The path of sympathy or fellow feeling seems simple. Camus tries to make it so. But he knows it is not always simple. For example, throughout the book Rambert, a newly wed, was trying to get back together with his wife who was stuck on the other side of the wall surrounding the town. He tries a few times and fails. Then near the end, it is arranged. He can escape. But Rambert changes his mind and stays back to help Rieux to help the victims. Did he do the right thing?
Rambert says no, “For nothing in the world is it worth turning back on what one loves yet that is what I’m doing—though why I don’t know.” To this Rieux responds, ‘a man can’t cure and know at the same. So let’s cure as quickly as we can. That’s the more urgent job.”
Dr. Rieux and Paneloux, the Catholic Priest have a discussion on similar lines:
Paneloux say to Rieux, “Perhaps we should love what we cannot understand.” It is the typical religious response but Rieux does not buy it. He replies, “No Father. I’ve a very different idea of love. And until my dying day, I shall refuse to love a scheme of things in which children are put to torture.” Paneloux then thinks Rieux wants grace. Rieux does not accept this either. He wants a simpler more clear answer. “We’re working side by side for something that unites us—beyond blasphemy and prayers. And it’s the only thing that matters.” Paneloux jumps on this and claims, “Yes, Yes, you too are working for man’s salvation.” Dr. Rieux won’t have that either. He says,
“Salvation’s much to big a word for me. I don’t aim so high. I’m concerned with man’s health and for me his health comes first.”

Referring expression data
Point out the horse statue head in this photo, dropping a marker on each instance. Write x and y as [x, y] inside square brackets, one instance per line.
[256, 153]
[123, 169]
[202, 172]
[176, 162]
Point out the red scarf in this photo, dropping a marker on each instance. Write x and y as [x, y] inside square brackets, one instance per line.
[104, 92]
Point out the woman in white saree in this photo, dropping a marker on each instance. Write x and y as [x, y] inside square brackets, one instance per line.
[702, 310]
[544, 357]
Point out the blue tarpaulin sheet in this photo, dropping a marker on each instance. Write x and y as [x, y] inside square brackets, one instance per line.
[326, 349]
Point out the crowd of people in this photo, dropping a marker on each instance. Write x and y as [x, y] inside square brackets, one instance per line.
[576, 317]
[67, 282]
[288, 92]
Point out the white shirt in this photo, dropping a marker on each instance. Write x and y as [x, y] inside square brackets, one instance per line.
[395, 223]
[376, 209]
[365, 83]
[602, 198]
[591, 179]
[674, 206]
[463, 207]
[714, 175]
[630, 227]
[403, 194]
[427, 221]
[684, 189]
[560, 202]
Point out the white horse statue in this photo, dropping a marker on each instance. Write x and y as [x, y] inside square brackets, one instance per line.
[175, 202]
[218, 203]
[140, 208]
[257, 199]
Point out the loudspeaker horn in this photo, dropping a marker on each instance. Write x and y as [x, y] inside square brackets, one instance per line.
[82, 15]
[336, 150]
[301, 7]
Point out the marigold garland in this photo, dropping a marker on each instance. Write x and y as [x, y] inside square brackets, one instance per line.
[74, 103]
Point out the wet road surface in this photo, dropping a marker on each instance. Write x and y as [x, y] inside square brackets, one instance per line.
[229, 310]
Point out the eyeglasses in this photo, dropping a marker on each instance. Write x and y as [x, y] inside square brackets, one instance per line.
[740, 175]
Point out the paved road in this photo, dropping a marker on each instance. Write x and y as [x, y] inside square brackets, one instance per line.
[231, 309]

## TASK GOAL
Continue the passage about Camus and Dr. Rieux, picking up right after Rieux's line about man's health coming first.

## REPLY
Later Rieux adds this: “I feel more fellowship with the defeated than with saints. Heroism and sanctity don’t really appeal to me, I imagine. What interests me is—being a man.”
Rieux did not want to be a saint. He believed,
“The evil that is in the world always comes of ignorance, and good intentions may do as much harm as malevolence, if they lack understanding. On the whole men are more good than bad; that, however, isn’t the real point. But they are more or less ignorant and it is this that we call vice or virtue; the most incorrigible vice being that of ignorance which fancies it knows everything and therefore claims for itself the right to kill. The soul of the murderer is blind; and there can be no true goodness nor true love without the utmost clear-sightedness.”
Camus always fears the logical murderer that he found in his book The Rebel. That is the person who comes up with a big plan and then kills to bring it about. That is what the totalitarians did in Russia and Germany. Rieux looked for no grand designs for they could lead to such colossal murders as in the camps of the totalitarians. He wanted more modest goals. He believed the hero was the man with humility.
The man the narrator in the novel looked to as an example or ideal was called Grand. But he was not grand. He was modest. He was “a little hero.” And to Camus that was always the best kind. The Saint with grandiose goals often led to mass slaughter.
Grand was the true embodiment of the quiet courage that inspired the sanitary groups. He had said ‘Yes” without a moments hesitation and with the large-heartedness that was a second nature with him. All he asked was to be allotted light duties…When Rieux thanked him with some warmth for his contribution Grand seemed surprised. ‘Why, that’s not difficult. Plague is here, and we’ve got make a stand, that’s obvious. Ah, I only wish everything were as simple!’
In Camus’ world as in Rieux’s world, the humble man of virtue is the hero not the one who creates the grand designs to save the world. As the narrator said of Grand, “a hero…this insignificant and obscure hero who had to his credit only a little goodness of heart and a seemingly absurd ideal. This will render to the truth it’s due.” We don’t need heroes or saints when we have people like Grand.